▶ _Do this_: Repeat every one of the entries below word for word, leaving out the pictures.

▶ _Input records_:
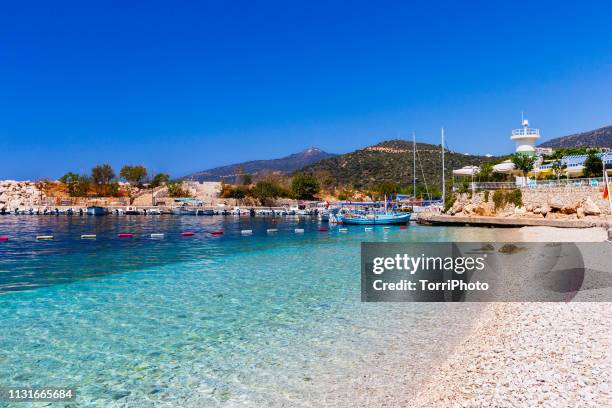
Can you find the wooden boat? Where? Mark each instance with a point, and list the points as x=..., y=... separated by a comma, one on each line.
x=95, y=210
x=373, y=218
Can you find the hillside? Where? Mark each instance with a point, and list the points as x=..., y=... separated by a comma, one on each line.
x=601, y=137
x=286, y=164
x=391, y=161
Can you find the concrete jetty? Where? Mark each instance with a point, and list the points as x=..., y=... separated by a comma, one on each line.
x=443, y=219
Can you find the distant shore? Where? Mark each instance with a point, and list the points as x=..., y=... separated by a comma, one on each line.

▶ _Worked answer_:
Can you find the wooden boat? Where? Mark each instance with a point, and list the points as x=..., y=... separated by a comma, one on each line.
x=95, y=210
x=373, y=218
Can you find the hillside? Where? Mark each instance with a point, and list the points as x=..., y=... separated by a comma, one on each line.
x=601, y=137
x=286, y=164
x=391, y=161
Can you find the concrete jetty? Where? Mark each instance with a point, and list the points as x=..., y=... separated by a comma, one on each line.
x=443, y=219
Can you find the distant shore? Where? Mark each instance with a point, and list the points as x=..., y=... separated by a comma, one on each line.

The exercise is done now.